• **Data to use**:
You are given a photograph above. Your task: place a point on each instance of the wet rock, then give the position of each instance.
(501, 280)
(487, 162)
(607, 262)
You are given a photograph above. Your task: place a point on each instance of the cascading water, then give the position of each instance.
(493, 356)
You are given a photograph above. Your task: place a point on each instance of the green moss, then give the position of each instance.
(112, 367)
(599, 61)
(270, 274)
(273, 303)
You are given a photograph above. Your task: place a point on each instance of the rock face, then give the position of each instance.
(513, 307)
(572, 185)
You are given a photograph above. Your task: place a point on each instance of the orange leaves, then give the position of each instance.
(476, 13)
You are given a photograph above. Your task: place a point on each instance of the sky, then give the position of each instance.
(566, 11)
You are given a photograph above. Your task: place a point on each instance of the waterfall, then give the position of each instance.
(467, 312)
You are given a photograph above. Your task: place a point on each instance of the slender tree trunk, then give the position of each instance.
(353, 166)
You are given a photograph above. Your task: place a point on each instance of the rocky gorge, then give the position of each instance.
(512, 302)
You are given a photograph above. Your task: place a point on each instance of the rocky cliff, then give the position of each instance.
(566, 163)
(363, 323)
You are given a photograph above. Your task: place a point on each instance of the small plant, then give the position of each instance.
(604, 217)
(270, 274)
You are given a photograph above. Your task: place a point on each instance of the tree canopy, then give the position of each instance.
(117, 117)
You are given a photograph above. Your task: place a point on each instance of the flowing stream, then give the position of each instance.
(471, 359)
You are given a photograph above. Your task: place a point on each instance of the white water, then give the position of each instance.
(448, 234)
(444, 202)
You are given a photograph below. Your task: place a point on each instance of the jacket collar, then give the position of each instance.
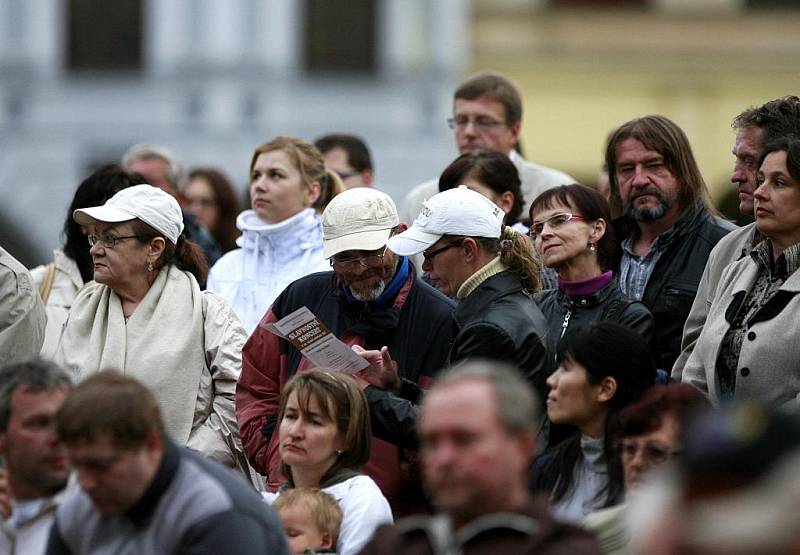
(587, 300)
(493, 288)
(68, 266)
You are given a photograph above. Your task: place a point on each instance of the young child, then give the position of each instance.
(311, 518)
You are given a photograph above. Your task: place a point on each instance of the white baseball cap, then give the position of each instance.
(149, 204)
(358, 219)
(458, 211)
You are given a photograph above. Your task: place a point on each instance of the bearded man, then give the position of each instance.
(372, 298)
(669, 225)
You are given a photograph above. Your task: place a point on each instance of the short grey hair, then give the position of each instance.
(517, 405)
(146, 151)
(37, 375)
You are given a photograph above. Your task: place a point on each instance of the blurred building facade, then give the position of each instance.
(81, 80)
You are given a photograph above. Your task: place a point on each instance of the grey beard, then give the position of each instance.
(373, 292)
(370, 294)
(651, 213)
(648, 214)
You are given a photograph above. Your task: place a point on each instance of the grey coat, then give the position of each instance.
(769, 361)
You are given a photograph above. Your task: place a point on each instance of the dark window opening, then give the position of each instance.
(104, 36)
(339, 36)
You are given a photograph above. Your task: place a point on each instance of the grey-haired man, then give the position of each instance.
(372, 298)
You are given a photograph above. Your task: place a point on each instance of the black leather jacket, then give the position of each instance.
(673, 284)
(498, 321)
(564, 312)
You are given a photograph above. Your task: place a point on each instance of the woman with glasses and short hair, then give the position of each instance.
(71, 268)
(571, 232)
(146, 316)
(649, 436)
(282, 233)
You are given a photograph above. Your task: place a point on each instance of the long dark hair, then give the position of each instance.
(604, 349)
(492, 169)
(590, 204)
(95, 190)
(227, 206)
(186, 255)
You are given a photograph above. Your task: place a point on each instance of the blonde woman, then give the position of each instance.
(281, 233)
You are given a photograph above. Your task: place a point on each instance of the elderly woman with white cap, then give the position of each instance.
(146, 316)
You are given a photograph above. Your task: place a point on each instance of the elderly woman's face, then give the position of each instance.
(121, 264)
(308, 439)
(777, 201)
(640, 454)
(277, 191)
(561, 240)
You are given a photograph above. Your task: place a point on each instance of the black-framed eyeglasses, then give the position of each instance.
(429, 255)
(482, 122)
(651, 452)
(367, 261)
(555, 221)
(346, 175)
(107, 240)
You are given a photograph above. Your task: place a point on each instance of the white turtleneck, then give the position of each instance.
(270, 257)
(589, 480)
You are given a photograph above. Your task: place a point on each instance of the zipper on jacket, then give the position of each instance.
(565, 323)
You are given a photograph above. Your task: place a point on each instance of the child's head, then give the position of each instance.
(311, 518)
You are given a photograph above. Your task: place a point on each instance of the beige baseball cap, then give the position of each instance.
(358, 219)
(149, 204)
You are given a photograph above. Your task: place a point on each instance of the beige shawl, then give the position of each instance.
(161, 345)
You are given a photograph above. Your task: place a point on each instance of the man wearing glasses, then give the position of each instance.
(371, 299)
(487, 113)
(348, 156)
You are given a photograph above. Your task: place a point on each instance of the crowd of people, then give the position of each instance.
(537, 366)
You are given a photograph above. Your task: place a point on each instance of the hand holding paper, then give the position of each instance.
(382, 371)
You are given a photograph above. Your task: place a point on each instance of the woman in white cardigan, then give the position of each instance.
(146, 317)
(282, 234)
(59, 282)
(748, 349)
(325, 435)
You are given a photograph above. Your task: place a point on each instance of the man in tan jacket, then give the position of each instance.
(22, 316)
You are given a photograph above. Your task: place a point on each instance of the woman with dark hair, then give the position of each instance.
(748, 349)
(282, 234)
(146, 316)
(491, 174)
(324, 439)
(571, 232)
(208, 195)
(602, 368)
(60, 281)
(649, 436)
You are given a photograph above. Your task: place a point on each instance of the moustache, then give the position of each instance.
(647, 191)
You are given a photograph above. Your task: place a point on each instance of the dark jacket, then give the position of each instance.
(416, 326)
(192, 505)
(607, 304)
(531, 530)
(673, 284)
(498, 321)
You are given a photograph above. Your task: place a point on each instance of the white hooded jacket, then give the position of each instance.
(270, 258)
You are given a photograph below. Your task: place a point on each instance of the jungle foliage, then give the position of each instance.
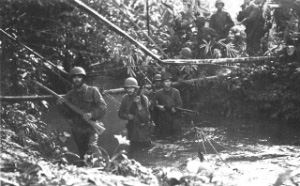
(68, 37)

• **Task details**: The entries above should be written out in full, and any picture in them left out.

• **Exercise response**:
You are given a photograph above. Your task: place a point on each instance of the wet rock, then give the position of each instance.
(501, 280)
(487, 162)
(607, 262)
You are given a photograph above. Your task: place a point on each instance of the cascading water, then give the position of each instance.
(493, 356)
You are given a photograph above. Your task: place a point on each instance of the green moss, then give the position of each instance.
(112, 367)
(599, 61)
(270, 274)
(273, 303)
You are given a photograph above. Your task: place a point on each instance of the rock face, then give the position of each instance.
(513, 307)
(572, 185)
You are given a photograph above. Your task: place a point on each instance of the orange leaves, then give the position of each instance.
(476, 13)
You are given a photograph above. Your task: place a point on each instance of the sky, then give the position of each instance.
(566, 11)
You are given a photograph above. Your task: place a point on each instance of the waterfall, then give the position of each instance.
(467, 312)
You are given a photograph above. Your task: place a point on each instance of the slender tree trunk, then give the position of each instance.
(353, 166)
You are given a photograph above. Your task: place a point on each instance of the rocky gorge, then give the position of each instance.
(512, 302)
You are given a photograph above. Your task: place a point on each instance of the rocky cliff, then give the position of each instance.
(566, 163)
(363, 323)
You are given a photograph above. Your task: place a point on each instance of the small plant, then give the position of each instance.
(604, 217)
(270, 274)
You are given a photograph above. Your task: place a point on each instance of the tree canopy, then give the position of each instance.
(117, 117)
You are given a photograph above. Your task: place a point on each instance of the flowing stream, then give the position of each instance.
(471, 359)
You are given a photograph above. Your task: place a point on each instance of the white water, then give the position of each instance.
(448, 234)
(444, 202)
You are given a photograph below. Your task: place a point on each instance of the jacket collar, then give the position of each instance.
(587, 300)
(493, 288)
(68, 266)
You are given a photograph above. Your task: place a point on each instance of the young child, then give the position of each instance.
(311, 518)
You are given a photograph above. Your task: place a point on each instance of the white baseball cap, then give the position of each instance.
(149, 204)
(358, 219)
(458, 211)
You are given a photograph above. Your task: place a point on each instance of the bearded man, then give the position of each instance.
(372, 298)
(669, 225)
You are given a photograph above. Your task: place a point on each instance of the short grey hair, then give the position of each instance.
(517, 405)
(146, 151)
(37, 375)
You are given a photograph above. Your task: place a point on each instance of the blurred building facade, then give the position of each instance.
(81, 80)
You are given a photograph above. Your task: place a point on each instance of the grey beard, then give the position of each instance.
(373, 292)
(370, 294)
(651, 213)
(648, 214)
You are given a photograph above. Your task: place a point on each instance of the grey coat, then give the position of each instance.
(769, 361)
You are given a photograph above. Your task: place a point on each instance of the dark window opening, then give the position of each instance.
(104, 36)
(339, 36)
You are given a photograph above. Your task: place a point on each instance of the grey-haired man, then give the position of each instance.
(372, 298)
You are given a photograph above. Your task: place a point on each instance of the black leather jacket, then give the position of each instance.
(673, 284)
(498, 321)
(564, 312)
You are given a photograph above. Your task: place a point on each instance of the woman with glasses and short hair, then give the position of each instance.
(71, 268)
(571, 232)
(146, 316)
(649, 436)
(282, 233)
You are given a photograph above. Your task: place a point on each instance of the long dark hair, then give the position of each instance.
(604, 349)
(492, 169)
(590, 204)
(95, 190)
(227, 206)
(186, 255)
You are given a photograph above. Your task: place a point on each instance of the blonde woman, then give the position of each instance.
(281, 233)
You are given a photograph above. Your task: place a point on each instance of the elderly woman with white cap, then give the position of each instance.
(146, 316)
You are given a photograph above. Your task: place a point on each instance of the elderly woman's face, then give the position of each instance.
(121, 264)
(308, 439)
(777, 201)
(640, 454)
(277, 191)
(561, 240)
You are given a photograph above. Your task: place a point on each instance of the black-framed eyeglasses, then give the position of each instance.
(429, 255)
(482, 122)
(651, 452)
(367, 261)
(555, 221)
(346, 175)
(107, 240)
You are given a photograph above. Your task: place a point on each instance of the white turtleneck, then give the position of each instance.
(270, 257)
(589, 480)
You are given a photograph above. Your task: place a point on each instance of the zipper on jacket, then give the position of each instance.
(565, 323)
You are given a photograph above. Your task: place a point on each instance of the child's head, then give the position of each instance.
(311, 518)
You are given a photograph above. Your task: place a point on each instance of the beige baseball cap, then give the position of each instance.
(358, 219)
(149, 204)
You are given a photograph above. Your task: place a point on each instance of the beige shawl, then give the position of each instance.
(161, 345)
You are given a photograph above. Your task: place a point on each instance of the man wearing glasses, then give the position of each instance.
(371, 299)
(487, 113)
(348, 156)
You are given a photograph above. Your task: place a point on each instance of the crowd of people, then give the position of each instance.
(537, 366)
You are given a photograph above. Your task: place a point on each instance of the hand holding paper, then give the position of each instance.
(382, 371)
You are given a photograph above. Your task: place a point on each instance of the woman in white cardigan, then give the position of each instance.
(146, 317)
(282, 234)
(59, 282)
(748, 349)
(325, 435)
You are given a photograph above. Your task: place a point on each instance of the man in tan jacket, then give the position of each instance.
(22, 316)
You are given a photograph above. Your task: place a point on each instance of the woman with dark hair, then give the position of each instance.
(748, 349)
(282, 234)
(146, 316)
(491, 174)
(324, 439)
(571, 232)
(208, 195)
(602, 368)
(60, 281)
(649, 436)
You are given a photograph above. Your task: place a point on each instance of the moustache, then give the position of each instance.
(647, 191)
You are given a photograph above. Your task: place a point on each instance of the dark jacket, then give the position of each instance.
(416, 326)
(192, 505)
(607, 304)
(531, 530)
(673, 284)
(498, 321)
You are given a photograph above. Your task: place a point on each instance of the white hooded jacket, then give the position of each instance.
(270, 258)
You are given a photograph below. Your task: place a point on each instance of the jungle foliage, then give the position of each instance.
(68, 37)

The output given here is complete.